**YOUR GOAL**
What you return must match the records word for word.

EXTRACTED ENTRIES below:

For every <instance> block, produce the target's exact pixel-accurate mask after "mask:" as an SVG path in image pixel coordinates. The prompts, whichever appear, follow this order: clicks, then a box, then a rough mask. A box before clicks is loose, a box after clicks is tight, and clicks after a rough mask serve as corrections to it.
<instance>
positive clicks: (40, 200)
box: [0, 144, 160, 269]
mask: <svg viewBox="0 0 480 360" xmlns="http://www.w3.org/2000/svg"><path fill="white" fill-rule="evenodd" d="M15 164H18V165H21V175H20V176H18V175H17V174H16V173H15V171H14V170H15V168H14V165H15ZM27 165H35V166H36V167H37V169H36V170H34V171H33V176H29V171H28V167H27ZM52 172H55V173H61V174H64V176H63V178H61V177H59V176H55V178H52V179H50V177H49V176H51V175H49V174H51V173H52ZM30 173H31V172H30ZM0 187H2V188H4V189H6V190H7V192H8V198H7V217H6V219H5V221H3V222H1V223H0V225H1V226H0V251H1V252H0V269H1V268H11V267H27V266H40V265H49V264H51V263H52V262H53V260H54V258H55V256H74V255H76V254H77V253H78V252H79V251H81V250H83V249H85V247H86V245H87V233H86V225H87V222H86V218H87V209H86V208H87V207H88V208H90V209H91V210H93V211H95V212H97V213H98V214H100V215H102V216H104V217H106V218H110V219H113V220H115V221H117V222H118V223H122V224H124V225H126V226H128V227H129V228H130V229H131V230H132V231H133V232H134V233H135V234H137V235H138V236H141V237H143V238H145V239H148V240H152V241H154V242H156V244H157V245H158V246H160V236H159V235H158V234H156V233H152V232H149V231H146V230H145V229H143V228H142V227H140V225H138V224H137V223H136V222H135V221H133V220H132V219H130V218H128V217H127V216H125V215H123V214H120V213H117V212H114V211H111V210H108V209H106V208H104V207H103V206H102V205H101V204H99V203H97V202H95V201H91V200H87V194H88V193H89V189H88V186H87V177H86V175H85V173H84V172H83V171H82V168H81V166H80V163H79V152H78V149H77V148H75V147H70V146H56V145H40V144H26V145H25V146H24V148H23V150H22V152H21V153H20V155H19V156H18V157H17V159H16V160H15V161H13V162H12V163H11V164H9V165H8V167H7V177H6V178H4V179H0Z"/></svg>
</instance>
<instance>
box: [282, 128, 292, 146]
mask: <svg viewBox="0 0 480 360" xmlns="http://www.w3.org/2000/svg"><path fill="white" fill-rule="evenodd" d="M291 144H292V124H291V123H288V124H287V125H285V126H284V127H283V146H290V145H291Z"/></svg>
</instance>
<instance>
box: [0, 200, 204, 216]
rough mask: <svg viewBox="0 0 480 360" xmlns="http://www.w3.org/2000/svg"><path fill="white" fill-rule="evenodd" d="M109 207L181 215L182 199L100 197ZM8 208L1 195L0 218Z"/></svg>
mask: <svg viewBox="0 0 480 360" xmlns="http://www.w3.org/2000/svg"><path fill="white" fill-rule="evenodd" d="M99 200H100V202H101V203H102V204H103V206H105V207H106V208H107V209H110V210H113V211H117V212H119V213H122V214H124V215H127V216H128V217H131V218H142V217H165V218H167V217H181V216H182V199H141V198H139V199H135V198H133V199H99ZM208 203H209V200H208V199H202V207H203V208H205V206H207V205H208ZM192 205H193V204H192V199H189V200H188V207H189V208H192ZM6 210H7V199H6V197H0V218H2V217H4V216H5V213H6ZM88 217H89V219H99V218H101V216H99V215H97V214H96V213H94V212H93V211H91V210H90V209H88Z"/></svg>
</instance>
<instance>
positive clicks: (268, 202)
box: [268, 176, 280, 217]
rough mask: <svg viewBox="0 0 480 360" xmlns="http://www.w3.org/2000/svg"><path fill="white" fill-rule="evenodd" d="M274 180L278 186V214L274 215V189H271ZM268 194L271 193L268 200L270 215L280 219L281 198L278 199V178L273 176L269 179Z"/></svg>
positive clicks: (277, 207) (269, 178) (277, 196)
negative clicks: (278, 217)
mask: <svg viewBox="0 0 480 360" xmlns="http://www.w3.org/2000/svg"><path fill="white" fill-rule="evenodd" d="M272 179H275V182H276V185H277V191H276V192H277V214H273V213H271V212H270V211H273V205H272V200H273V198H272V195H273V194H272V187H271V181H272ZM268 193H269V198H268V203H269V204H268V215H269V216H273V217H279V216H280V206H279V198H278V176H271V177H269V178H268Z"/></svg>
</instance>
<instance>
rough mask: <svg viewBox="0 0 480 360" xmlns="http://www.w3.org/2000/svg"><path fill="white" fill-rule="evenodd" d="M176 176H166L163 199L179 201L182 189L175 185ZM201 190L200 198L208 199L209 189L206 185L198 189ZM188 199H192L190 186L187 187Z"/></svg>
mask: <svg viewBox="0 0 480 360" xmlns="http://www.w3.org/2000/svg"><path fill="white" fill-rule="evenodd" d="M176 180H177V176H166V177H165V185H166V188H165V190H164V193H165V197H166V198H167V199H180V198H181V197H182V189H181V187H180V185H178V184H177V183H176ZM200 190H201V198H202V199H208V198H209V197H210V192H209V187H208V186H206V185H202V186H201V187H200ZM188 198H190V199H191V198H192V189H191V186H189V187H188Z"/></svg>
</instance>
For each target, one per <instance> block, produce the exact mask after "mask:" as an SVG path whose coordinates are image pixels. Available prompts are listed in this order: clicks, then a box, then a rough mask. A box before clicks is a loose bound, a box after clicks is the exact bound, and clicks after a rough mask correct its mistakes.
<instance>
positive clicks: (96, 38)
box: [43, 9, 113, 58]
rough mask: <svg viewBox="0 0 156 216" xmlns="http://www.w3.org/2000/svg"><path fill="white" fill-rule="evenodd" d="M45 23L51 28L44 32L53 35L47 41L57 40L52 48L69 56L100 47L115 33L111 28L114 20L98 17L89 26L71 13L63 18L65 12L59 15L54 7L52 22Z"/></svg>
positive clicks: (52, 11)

End of EXTRACTED ENTRIES.

**RESPONSE TO THE EXERCISE**
For every <instance> block, produce the target's exact pixel-accurate mask after "mask:" as an SVG path in image pixel coordinates. The prompts, whichever appear, follow this order: clicks, then a box, then a rough mask. A box before clicks is loose, a box after clicks is tight, and clicks after a rough mask serve as corrections to it.
<instance>
positive clicks: (40, 200)
box: [0, 144, 160, 269]
mask: <svg viewBox="0 0 480 360" xmlns="http://www.w3.org/2000/svg"><path fill="white" fill-rule="evenodd" d="M15 164H18V165H21V175H20V176H18V175H17V174H16V173H15V171H14V170H15V168H14V165H15ZM27 165H35V166H36V167H37V169H36V170H34V171H33V176H29V171H28V167H27ZM52 172H55V173H61V174H64V176H63V178H61V177H59V176H55V178H52V179H50V177H49V176H51V175H49V174H51V173H52ZM30 173H31V172H30ZM0 187H2V188H4V189H6V190H7V192H8V198H7V217H6V219H5V221H3V222H1V223H0V225H1V226H0V251H1V252H0V269H1V268H11V267H27V266H40V265H49V264H51V263H52V262H53V260H54V258H55V256H74V255H76V254H77V253H78V252H79V251H81V250H83V249H85V247H86V245H87V233H86V225H87V222H86V218H87V209H86V208H87V207H88V208H90V209H91V210H93V211H95V212H97V213H98V214H100V215H102V216H104V217H106V218H110V219H113V220H115V221H117V222H118V223H122V224H124V225H126V226H128V227H129V228H130V229H131V230H132V231H133V232H134V233H135V234H137V235H138V236H141V237H143V238H145V239H148V240H152V241H154V242H156V244H157V245H158V246H160V236H159V235H158V234H156V233H152V232H149V231H146V230H145V229H143V228H142V227H140V225H138V224H137V223H136V222H135V221H133V220H132V219H130V218H128V217H127V216H125V215H123V214H120V213H117V212H114V211H111V210H108V209H106V208H104V207H103V206H102V205H101V204H99V203H97V202H95V201H91V200H87V194H88V193H89V189H88V186H87V177H86V175H85V173H84V172H83V171H82V168H81V166H80V163H79V152H78V149H77V148H75V147H70V146H56V145H40V144H26V145H25V146H24V148H23V150H22V152H21V153H20V155H19V156H18V157H17V159H16V160H15V161H13V162H12V163H11V164H9V165H8V167H7V177H6V178H4V179H0Z"/></svg>
</instance>
<instance>
box: [282, 128, 292, 146]
mask: <svg viewBox="0 0 480 360" xmlns="http://www.w3.org/2000/svg"><path fill="white" fill-rule="evenodd" d="M291 144H292V124H291V123H288V124H287V125H285V126H284V127H283V146H290V145H291Z"/></svg>
</instance>
<instance>
box: [0, 200, 204, 216]
rough mask: <svg viewBox="0 0 480 360" xmlns="http://www.w3.org/2000/svg"><path fill="white" fill-rule="evenodd" d="M109 207L181 215L182 199L100 197ZM8 208L1 195L0 218Z"/></svg>
mask: <svg viewBox="0 0 480 360" xmlns="http://www.w3.org/2000/svg"><path fill="white" fill-rule="evenodd" d="M99 200H100V202H101V203H102V204H103V206H105V207H106V208H107V209H110V210H113V211H117V212H119V213H122V214H124V215H127V216H128V217H131V218H142V217H165V218H167V217H181V216H182V199H141V198H139V199H135V198H133V199H99ZM208 203H209V200H208V199H202V207H203V208H205V206H207V205H208ZM192 205H193V204H192V199H189V200H188V207H189V208H192ZM6 210H7V199H6V197H0V218H2V217H4V216H5V213H6ZM88 217H89V219H99V218H101V216H99V215H97V214H96V213H94V212H93V211H91V210H90V209H88Z"/></svg>
</instance>
<instance>
positive clicks: (268, 202)
box: [268, 176, 280, 217]
rough mask: <svg viewBox="0 0 480 360" xmlns="http://www.w3.org/2000/svg"><path fill="white" fill-rule="evenodd" d="M274 180L278 186V214L274 215V189H271ZM268 194L271 193L268 200L270 215L280 219L281 198L278 199V178L273 176L269 179Z"/></svg>
positive clicks: (277, 207) (269, 178) (277, 196)
negative clicks: (278, 217)
mask: <svg viewBox="0 0 480 360" xmlns="http://www.w3.org/2000/svg"><path fill="white" fill-rule="evenodd" d="M272 179H275V182H276V185H277V191H276V192H277V214H273V213H271V212H270V211H273V205H272V200H273V198H272V195H273V194H272V187H271V181H272ZM268 193H269V198H268V203H269V204H268V215H269V216H273V217H279V216H280V206H279V198H278V176H271V177H269V178H268Z"/></svg>
</instance>
<instance>
rough mask: <svg viewBox="0 0 480 360" xmlns="http://www.w3.org/2000/svg"><path fill="white" fill-rule="evenodd" d="M176 176H166L163 199L179 201L182 189L175 185ZM201 190L200 198L208 199L209 189L206 185L198 189ZM188 199H192L190 186L187 187Z"/></svg>
mask: <svg viewBox="0 0 480 360" xmlns="http://www.w3.org/2000/svg"><path fill="white" fill-rule="evenodd" d="M176 180H177V176H166V177H165V185H166V188H165V190H164V193H165V197H166V198H167V199H180V198H181V197H182V189H181V187H180V185H178V184H177V183H176ZM200 190H201V198H202V199H208V198H209V197H210V192H209V187H208V186H206V185H202V186H201V187H200ZM188 198H190V199H191V198H192V189H191V186H189V187H188Z"/></svg>
</instance>
For each target, one per <instance> block, produce the exact mask after "mask:" as an SVG path whose coordinates are image pixels. Available prompts are listed in this order: clicks, then a box, then a rough mask. A box before clicks is a loose bound, a box after clicks is the exact bound, and clicks after a rough mask correct its mistakes.
<instance>
positive clicks: (96, 38)
box: [43, 9, 113, 58]
rough mask: <svg viewBox="0 0 156 216" xmlns="http://www.w3.org/2000/svg"><path fill="white" fill-rule="evenodd" d="M45 23L51 28L44 32L53 35L47 41L57 40L52 48L69 56L100 47L115 33L111 28L114 20L98 17L89 26L71 13L63 18L65 12L59 15L54 7L52 22Z"/></svg>
positive clicks: (52, 11)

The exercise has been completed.